▶ [Short problem]
Find every line below that contains the word "tree", and copy each of those lines in full.
* start Input records *
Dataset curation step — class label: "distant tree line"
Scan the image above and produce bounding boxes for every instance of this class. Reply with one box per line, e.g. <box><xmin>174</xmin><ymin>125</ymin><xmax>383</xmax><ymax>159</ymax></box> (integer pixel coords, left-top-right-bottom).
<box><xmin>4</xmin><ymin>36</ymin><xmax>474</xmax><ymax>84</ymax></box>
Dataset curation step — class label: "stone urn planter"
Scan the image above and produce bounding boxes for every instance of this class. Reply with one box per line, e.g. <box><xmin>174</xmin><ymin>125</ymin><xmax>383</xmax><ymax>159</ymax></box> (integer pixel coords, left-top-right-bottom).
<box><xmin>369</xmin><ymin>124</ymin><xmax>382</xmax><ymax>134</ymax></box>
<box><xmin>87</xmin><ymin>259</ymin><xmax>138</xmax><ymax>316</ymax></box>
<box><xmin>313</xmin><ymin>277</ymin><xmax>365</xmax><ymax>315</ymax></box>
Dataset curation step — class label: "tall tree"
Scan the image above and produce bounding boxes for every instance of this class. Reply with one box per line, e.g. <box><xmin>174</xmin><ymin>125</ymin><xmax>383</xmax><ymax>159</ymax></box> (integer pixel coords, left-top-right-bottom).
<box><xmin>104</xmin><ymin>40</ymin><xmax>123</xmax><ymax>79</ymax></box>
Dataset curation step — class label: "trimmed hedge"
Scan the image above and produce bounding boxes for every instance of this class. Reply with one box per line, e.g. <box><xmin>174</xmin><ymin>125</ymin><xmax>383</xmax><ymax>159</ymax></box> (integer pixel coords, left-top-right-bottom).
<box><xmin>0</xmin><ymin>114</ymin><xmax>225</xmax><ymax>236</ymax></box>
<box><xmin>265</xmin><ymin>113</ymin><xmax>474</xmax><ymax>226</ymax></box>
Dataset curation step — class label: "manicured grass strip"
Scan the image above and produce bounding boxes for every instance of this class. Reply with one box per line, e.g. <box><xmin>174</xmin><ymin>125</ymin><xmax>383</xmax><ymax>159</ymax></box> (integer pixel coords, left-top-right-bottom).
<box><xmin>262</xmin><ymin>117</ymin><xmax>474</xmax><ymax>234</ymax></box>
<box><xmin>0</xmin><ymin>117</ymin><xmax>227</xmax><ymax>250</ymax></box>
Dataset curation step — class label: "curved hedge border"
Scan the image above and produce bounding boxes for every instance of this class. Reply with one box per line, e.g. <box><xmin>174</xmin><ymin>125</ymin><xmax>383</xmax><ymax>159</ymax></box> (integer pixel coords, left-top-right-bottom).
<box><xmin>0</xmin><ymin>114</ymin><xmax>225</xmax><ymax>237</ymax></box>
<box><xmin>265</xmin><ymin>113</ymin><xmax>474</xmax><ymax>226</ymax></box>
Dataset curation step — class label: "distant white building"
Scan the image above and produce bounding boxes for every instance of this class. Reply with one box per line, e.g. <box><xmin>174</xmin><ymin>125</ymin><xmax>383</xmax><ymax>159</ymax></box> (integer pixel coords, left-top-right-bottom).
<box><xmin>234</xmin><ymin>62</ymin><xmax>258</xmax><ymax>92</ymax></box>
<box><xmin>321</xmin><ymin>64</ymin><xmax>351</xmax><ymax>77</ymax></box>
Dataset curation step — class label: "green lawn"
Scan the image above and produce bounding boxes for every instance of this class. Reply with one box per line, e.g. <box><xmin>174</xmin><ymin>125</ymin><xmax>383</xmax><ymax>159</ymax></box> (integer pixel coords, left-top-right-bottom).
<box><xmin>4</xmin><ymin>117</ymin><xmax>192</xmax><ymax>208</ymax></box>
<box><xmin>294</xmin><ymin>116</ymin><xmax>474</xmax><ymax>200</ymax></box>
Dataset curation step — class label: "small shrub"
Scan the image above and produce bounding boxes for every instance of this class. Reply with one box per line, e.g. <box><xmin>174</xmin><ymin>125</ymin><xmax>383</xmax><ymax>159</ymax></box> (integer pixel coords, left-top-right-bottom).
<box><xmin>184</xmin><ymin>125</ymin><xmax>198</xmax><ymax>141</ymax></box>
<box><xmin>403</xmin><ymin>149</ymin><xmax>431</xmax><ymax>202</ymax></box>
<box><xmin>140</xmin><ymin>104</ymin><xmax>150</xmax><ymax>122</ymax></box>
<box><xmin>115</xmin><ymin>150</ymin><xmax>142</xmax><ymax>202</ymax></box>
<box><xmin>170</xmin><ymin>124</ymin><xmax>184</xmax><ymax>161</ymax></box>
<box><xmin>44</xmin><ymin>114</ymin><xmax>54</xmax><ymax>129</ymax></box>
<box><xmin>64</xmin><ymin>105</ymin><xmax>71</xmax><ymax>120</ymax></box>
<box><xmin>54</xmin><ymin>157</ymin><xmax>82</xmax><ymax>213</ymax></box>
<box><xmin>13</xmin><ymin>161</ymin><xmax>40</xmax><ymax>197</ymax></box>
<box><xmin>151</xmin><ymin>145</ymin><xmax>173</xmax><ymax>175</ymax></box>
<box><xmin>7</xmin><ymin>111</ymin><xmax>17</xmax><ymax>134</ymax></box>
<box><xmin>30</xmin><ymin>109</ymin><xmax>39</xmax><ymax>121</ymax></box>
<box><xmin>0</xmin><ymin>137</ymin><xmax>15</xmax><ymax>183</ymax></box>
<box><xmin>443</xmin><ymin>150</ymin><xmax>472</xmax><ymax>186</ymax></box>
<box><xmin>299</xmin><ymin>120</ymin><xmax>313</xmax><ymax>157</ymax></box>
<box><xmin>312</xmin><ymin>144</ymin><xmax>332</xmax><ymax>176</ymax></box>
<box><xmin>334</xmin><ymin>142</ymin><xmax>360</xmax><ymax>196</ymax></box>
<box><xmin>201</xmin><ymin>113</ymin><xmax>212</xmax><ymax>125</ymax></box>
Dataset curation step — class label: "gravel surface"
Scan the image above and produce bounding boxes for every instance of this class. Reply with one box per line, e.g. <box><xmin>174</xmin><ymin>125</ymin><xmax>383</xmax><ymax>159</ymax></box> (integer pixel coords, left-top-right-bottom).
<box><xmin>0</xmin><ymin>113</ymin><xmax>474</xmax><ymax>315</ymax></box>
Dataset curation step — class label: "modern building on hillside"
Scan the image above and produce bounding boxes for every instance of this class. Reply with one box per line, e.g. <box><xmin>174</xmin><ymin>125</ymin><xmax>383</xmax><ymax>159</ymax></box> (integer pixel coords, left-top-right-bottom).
* end Input records *
▶ [Solution to this exercise]
Dataset curation step — class label: "distant tree line"
Dataset curation step — class label: "tall tree"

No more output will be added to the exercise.